:: Assignment ::
Images should not appear in the copy, yet every line of the listing below must be printed exactly.

(Beginning of Given entries)

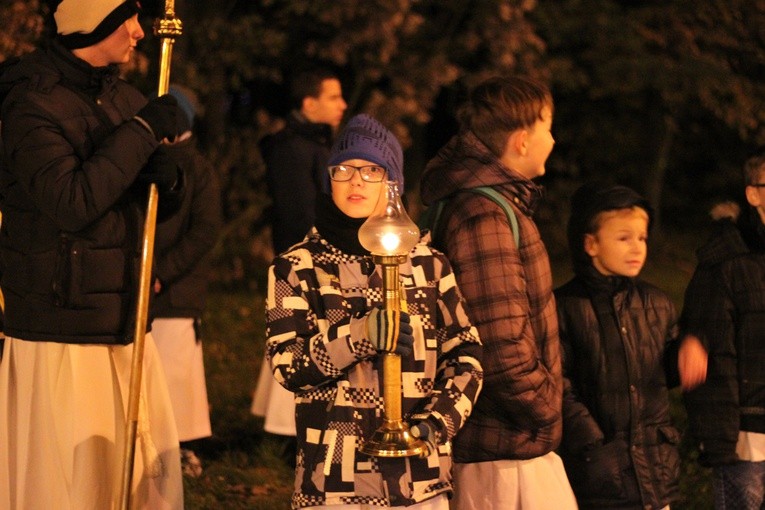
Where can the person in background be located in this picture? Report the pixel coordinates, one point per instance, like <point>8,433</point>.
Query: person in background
<point>724,308</point>
<point>80,147</point>
<point>510,438</point>
<point>619,338</point>
<point>326,328</point>
<point>296,165</point>
<point>182,247</point>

(End of Given entries)

:: Finished exercise ::
Where can the person in background be located in this picture? Report the pixel coordinates, one point per instance, like <point>8,433</point>.
Query: person in background
<point>724,308</point>
<point>80,147</point>
<point>510,438</point>
<point>619,338</point>
<point>326,328</point>
<point>296,165</point>
<point>182,247</point>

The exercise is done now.